**What is required**: Reproduce each line from the records that holds "point".

Exercise materials section start

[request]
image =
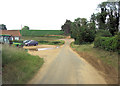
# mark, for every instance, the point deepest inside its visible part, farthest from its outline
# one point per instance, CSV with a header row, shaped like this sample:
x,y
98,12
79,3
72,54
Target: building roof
x,y
10,32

Exercise materials section end

**Solution**:
# mark, for every instance, the point deepest inside its visible part, farthest from its outline
# one point per instance, CSV with a header row, shaped like this sample:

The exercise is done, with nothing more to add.